▶ Questions on the material
a – In the Lorillard article, what was the product called that the 2006 joint venture with Swedish Match North America was set up to develop and study for the U.S. market?
b – In the Lorillard article, rename "Skoal" as "Kodiak" in the passage that begins at the words "Sales of smokeless" and stops after "sales have dropped.", then write out that passage.

▶ Page excerpt
__________

Lorillard to Enter Moist Market

Wednesday, February 10th, 2010

GREENSBORO, N.C. — Newport cigarette maker Lorillard Inc. said on Monday it will soon enter the market for moist smokeless tobacco products, according to a Wall Street Journal report, but said that an earlier joint venture with Swedish Match AB to develop a new product in the United States had been mutually terminated.

Sales of smokeless tobacco products, widely sold by companies such as Altria Group Inc. through brands like Copenhagen and Skoal, have risen in the United States even as cigarette sales have dropped.

Lorillard did not provide details of the new moist smokeless tobacco product it will sell, but told the newspaper that an existing joint venture with Swedish Match to develop a new snus tobacco product for the United States had been terminated. Snus is a nearly 200-year-old Swedish product. In 2006 Lorillard entered into a joint venture with Swedish Match North America to develop and study the possibility of marketing a tobacco product for the U.S. market called Triumph Snus, the report said.

__________

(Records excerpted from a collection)
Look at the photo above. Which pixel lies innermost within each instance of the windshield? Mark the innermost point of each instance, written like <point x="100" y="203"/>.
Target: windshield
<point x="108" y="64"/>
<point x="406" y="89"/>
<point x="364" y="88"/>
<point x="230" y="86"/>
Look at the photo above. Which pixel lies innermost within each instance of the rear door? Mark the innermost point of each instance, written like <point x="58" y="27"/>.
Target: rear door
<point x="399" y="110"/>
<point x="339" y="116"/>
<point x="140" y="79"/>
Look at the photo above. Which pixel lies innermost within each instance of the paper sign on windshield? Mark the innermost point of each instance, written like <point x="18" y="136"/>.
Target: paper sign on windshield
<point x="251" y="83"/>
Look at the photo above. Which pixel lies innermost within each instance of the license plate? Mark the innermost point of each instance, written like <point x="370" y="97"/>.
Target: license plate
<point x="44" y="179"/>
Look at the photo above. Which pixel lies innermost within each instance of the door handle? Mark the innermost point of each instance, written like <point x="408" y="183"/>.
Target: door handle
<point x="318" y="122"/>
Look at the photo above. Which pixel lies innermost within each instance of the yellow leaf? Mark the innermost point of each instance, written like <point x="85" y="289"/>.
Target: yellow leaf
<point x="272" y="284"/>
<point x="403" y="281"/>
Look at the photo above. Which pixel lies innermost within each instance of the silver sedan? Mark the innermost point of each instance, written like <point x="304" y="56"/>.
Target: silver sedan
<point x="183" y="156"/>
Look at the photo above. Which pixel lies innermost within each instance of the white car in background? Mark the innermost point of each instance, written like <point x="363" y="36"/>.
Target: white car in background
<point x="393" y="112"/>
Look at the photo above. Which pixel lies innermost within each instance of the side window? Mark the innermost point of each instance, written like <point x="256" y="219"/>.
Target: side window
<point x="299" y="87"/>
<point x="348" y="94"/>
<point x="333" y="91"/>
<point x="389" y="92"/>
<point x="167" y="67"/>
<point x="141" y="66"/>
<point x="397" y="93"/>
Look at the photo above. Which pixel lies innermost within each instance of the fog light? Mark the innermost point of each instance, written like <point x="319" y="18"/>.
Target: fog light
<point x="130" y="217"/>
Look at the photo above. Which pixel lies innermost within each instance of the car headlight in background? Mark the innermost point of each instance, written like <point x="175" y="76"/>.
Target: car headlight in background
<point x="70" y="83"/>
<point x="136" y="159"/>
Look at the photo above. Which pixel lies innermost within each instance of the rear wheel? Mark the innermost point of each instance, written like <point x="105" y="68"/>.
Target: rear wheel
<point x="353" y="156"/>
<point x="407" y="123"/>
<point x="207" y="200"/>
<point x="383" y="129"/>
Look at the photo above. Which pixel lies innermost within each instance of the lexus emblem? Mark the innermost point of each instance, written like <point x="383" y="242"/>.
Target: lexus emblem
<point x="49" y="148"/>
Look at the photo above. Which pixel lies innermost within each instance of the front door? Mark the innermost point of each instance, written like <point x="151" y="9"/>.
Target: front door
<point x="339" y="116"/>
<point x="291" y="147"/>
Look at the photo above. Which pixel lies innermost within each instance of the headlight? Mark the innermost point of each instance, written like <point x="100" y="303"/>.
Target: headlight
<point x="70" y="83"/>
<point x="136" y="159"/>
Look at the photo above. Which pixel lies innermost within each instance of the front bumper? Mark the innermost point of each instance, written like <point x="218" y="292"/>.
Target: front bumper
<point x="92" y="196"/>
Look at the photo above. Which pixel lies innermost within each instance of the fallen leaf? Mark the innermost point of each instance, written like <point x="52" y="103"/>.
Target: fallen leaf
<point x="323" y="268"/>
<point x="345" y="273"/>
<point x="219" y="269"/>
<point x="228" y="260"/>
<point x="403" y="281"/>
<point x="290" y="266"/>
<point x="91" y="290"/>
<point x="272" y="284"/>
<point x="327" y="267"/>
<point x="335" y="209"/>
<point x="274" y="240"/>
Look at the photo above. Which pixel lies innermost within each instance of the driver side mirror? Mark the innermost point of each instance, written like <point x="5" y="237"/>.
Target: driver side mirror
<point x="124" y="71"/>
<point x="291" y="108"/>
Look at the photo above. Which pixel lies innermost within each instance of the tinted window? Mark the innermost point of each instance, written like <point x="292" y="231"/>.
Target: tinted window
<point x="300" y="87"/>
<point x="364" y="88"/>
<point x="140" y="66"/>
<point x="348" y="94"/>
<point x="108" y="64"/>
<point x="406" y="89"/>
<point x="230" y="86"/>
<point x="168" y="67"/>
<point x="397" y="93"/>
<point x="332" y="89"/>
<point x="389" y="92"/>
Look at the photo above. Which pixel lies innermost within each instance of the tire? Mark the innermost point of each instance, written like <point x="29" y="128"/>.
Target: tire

__________

▶ Solutions
a – Triumph Snus

b –
Sales of smokeless tobacco products, widely sold by companies such as Altria Group Inc. through brands like Copenhagen and Kodiak, have risen in the United States even as cigarette sales have dropped.